== Task instructions ==
(a) Reproduce word for word the part of the article on the bishops' conference below, starting with "In this latest" and going on through "the church's positions.".
(b) In the article on the bishops' conference below, what three steps did the bishops urge the United States to take to build new connections with Africa?

== Extract ==
The bishops had applauded last week's directive from Attorney General John Ashcroft that Oregon doctors who use an assisted-suicide law could lose their licenses to prescribe federally controlled drugs. A federal judge has granted a temporary restraining order barring the directive.

In this latest proclamation, the conference urged Roman Catholics to continue to lobby public officials and the general public to support the church's positions.

The bishops said they were encouraged by a decline in abortions and new state laws that restrict the procedure. But they noted their failure to reverse the Supreme Court's 1973 Roe v. Wade decision that legalized abortion.

"It is impossible, as our Holy Father reminds us, to further the common good without acknowledging and defending the right to life, upon which all other inalienable rights of individuals are founded," the bishops said.

Regarding Africa, the group urged the United States to build new connections with the continent by increasing humanitarian aid, easing debt burdens and forging trade agreements.

"The United States must not write off Africa as having little relevance to our strategic priorities but rather must embrace a broader vision of our nation's interest in, and obligation to, the world's poorest continent," the bishops said in their proclamation.

The bishops also approved amendments to canon law outlining when laymen can preach in church. The changes, meant in part to address a shortage of priests and the needs of non-English-speaking parishioners, were first proposed two years ago. The Vatican still must approve any revisions.

== Stored data ==

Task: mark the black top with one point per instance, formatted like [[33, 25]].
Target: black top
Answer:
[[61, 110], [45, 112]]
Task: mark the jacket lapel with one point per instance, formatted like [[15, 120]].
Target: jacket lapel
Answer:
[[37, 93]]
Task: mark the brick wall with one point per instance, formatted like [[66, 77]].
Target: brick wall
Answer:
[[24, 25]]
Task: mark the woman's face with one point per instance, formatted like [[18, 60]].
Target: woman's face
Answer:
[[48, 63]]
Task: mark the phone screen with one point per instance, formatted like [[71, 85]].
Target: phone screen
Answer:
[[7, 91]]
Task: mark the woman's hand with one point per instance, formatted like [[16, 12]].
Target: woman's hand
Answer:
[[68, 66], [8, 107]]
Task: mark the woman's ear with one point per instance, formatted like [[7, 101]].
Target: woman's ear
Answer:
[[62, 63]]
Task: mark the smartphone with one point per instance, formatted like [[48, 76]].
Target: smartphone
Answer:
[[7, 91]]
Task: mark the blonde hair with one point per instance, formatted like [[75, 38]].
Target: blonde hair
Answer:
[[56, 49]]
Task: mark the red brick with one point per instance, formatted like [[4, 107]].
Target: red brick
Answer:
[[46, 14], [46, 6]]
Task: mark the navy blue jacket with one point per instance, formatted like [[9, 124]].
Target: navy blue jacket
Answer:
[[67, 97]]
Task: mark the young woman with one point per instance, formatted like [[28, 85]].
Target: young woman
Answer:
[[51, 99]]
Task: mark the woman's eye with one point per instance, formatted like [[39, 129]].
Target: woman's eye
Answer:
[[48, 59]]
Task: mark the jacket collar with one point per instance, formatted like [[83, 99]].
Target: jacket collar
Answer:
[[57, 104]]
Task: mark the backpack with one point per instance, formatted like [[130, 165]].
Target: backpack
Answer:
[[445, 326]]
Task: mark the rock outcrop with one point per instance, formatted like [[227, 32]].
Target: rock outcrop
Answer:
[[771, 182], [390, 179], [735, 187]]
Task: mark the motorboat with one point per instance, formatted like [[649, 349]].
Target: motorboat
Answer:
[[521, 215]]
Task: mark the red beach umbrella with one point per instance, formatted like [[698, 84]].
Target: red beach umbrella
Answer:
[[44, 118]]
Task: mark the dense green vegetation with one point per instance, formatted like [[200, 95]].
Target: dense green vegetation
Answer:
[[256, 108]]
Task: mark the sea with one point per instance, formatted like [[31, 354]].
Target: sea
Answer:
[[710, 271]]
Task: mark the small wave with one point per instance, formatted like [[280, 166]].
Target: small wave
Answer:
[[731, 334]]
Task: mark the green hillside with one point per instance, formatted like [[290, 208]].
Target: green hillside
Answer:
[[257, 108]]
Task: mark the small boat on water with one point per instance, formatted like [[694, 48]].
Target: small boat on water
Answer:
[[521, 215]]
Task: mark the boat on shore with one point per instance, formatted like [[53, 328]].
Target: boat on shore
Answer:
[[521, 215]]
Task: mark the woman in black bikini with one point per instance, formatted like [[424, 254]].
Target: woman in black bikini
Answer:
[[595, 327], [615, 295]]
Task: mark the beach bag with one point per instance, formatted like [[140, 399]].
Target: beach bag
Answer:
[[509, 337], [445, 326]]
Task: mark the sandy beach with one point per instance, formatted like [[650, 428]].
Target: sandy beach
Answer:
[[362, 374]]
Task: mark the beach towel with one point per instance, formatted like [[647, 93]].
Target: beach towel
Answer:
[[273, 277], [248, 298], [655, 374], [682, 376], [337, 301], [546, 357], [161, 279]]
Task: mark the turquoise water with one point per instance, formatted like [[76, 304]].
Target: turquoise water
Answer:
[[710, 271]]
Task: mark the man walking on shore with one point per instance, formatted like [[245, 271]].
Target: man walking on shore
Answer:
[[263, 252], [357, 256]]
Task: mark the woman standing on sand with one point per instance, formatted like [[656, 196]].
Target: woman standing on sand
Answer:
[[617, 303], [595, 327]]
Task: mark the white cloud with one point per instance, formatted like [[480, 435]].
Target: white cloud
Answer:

== Answers below ==
(a)
In this latest proclamation, the conference urged Roman Catholics to continue to lobby public officials and the general public to support the church's positions.

(b) Increasing humanitarian aid, easing debt burdens and forging trade agreements.